→ **WHAT YOU NEED TO DO**
Write out every line of the material below without any changes, omitting the pictures.

→ **RECORDS FOR THIS EXERCISE**

'''

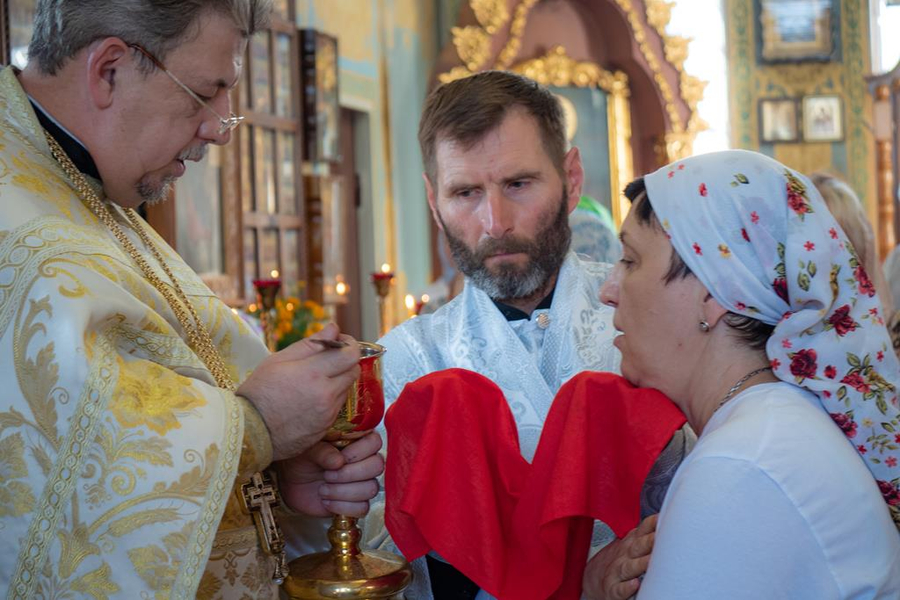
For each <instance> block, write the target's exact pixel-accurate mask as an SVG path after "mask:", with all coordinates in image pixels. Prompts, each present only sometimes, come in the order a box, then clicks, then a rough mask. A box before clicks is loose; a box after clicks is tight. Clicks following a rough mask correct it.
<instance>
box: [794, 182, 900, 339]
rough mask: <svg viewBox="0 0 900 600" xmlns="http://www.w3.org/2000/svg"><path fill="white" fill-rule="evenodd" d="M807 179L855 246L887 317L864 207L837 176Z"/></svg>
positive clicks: (893, 305) (873, 245) (879, 277)
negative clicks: (817, 193)
mask: <svg viewBox="0 0 900 600" xmlns="http://www.w3.org/2000/svg"><path fill="white" fill-rule="evenodd" d="M810 179H811V180H812V182H813V185H815V186H816V189H817V190H819V193H820V194H822V198H824V200H825V204H826V205H828V210H830V211H831V214H832V215H834V219H835V220H836V221H837V222H838V225H840V226H841V229H843V230H844V233H846V234H847V238H849V240H850V243H851V244H853V247H854V248H855V249H856V254H857V255H858V256H859V262H860V263H862V266H863V268H864V269H865V270H866V273H868V274H869V278H870V279H871V280H872V283H873V284H874V285H875V291H876V292H877V293H878V299H879V300H880V301H881V308H882V314H883V315H884V318H885V320H887V319H889V318H890V317H891V316H892V315H893V314H894V302H893V296H892V294H891V292H892V290H891V288H890V287H889V286H888V284H887V281H886V280H885V277H884V271H882V269H881V265H879V264H878V252H877V251H876V250H875V233H874V231H873V230H872V225H871V224H870V223H869V219H868V217H866V209H865V208H863V205H862V203H861V202H860V201H859V197H857V195H856V194H855V193H854V191H853V190H852V189H850V186H848V185H847V184H846V183H844V182H843V181H841V180H840V179H838V178H836V177H833V176H831V175H827V174H825V173H813V174H812V175H811V176H810ZM892 337H893V336H892Z"/></svg>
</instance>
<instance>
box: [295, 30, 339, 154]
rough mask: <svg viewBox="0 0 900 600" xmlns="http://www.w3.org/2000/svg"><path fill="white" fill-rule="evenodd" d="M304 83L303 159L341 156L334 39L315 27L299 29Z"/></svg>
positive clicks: (335, 44) (302, 80) (338, 110)
mask: <svg viewBox="0 0 900 600" xmlns="http://www.w3.org/2000/svg"><path fill="white" fill-rule="evenodd" d="M300 38H301V44H300V47H301V50H300V52H301V57H300V64H301V73H302V85H303V139H304V144H303V147H304V151H303V159H304V160H308V161H311V162H322V161H333V160H340V156H339V152H340V150H339V149H340V139H339V135H340V105H339V103H338V64H337V59H338V52H337V39H336V38H334V37H332V36H330V35H326V34H324V33H322V32H319V31H316V30H314V29H303V30H301V31H300Z"/></svg>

'''

→ **WRITTEN REPLY**
For each <instance> block, write the target's exact pixel-accurate mask as an SVG path after "mask:", with all coordinates in image pixels. Prompts, each present only sometimes, come in the order a box, then clicks, then a rough mask. A box before clicks is loose; a box after clicks is tight. Clicks following a rough mask correct it.
<instance>
box: [794, 182, 900, 339]
rough mask: <svg viewBox="0 0 900 600" xmlns="http://www.w3.org/2000/svg"><path fill="white" fill-rule="evenodd" d="M807 179L855 246L887 317L864 207L837 176Z"/></svg>
positive clicks: (893, 305) (873, 245) (879, 277)
negative clicks: (817, 193)
mask: <svg viewBox="0 0 900 600" xmlns="http://www.w3.org/2000/svg"><path fill="white" fill-rule="evenodd" d="M810 179H811V180H812V182H813V185H815V186H816V189H817V190H819V193H820V194H822V198H824V200H825V204H826V205H828V210H830V211H831V214H832V215H834V219H835V220H836V221H837V222H838V225H840V226H841V229H843V230H844V233H846V234H847V238H849V240H850V243H851V244H853V247H854V248H855V249H856V254H857V255H858V256H859V262H860V263H862V266H863V268H864V269H865V270H866V273H868V274H869V278H870V279H871V280H872V283H873V284H874V285H875V291H876V292H877V293H878V299H879V300H880V301H881V308H882V314H883V315H884V318H885V320H887V319H889V318H890V317H891V316H892V315H893V314H894V302H893V296H892V294H891V292H892V290H891V288H890V287H889V286H888V284H887V281H886V280H885V277H884V271H882V269H881V265H879V264H878V252H877V251H876V250H875V233H874V231H873V230H872V225H871V224H870V223H869V219H868V217H866V209H865V208H863V205H862V203H861V202H860V201H859V197H857V195H856V194H855V193H854V191H853V190H852V189H850V186H848V185H847V184H846V183H844V182H843V181H841V180H840V179H838V178H836V177H833V176H831V175H827V174H825V173H813V174H812V175H811V176H810ZM892 337H893V336H892Z"/></svg>
</instance>
<instance>
box: [295, 30, 339, 154]
rough mask: <svg viewBox="0 0 900 600" xmlns="http://www.w3.org/2000/svg"><path fill="white" fill-rule="evenodd" d="M304 83L303 159L341 156L334 39L315 27L299 29Z"/></svg>
positive clicks: (335, 44) (302, 80) (338, 110)
mask: <svg viewBox="0 0 900 600" xmlns="http://www.w3.org/2000/svg"><path fill="white" fill-rule="evenodd" d="M300 38H301V44H300V47H301V50H300V52H301V57H300V64H301V73H302V85H303V139H304V144H303V147H304V151H303V159H304V160H308V161H311V162H322V161H333V160H340V156H339V152H340V150H339V149H340V139H339V135H340V105H339V103H338V64H337V59H338V52H337V39H336V38H334V37H332V36H330V35H326V34H324V33H322V32H319V31H316V30H314V29H303V30H301V31H300Z"/></svg>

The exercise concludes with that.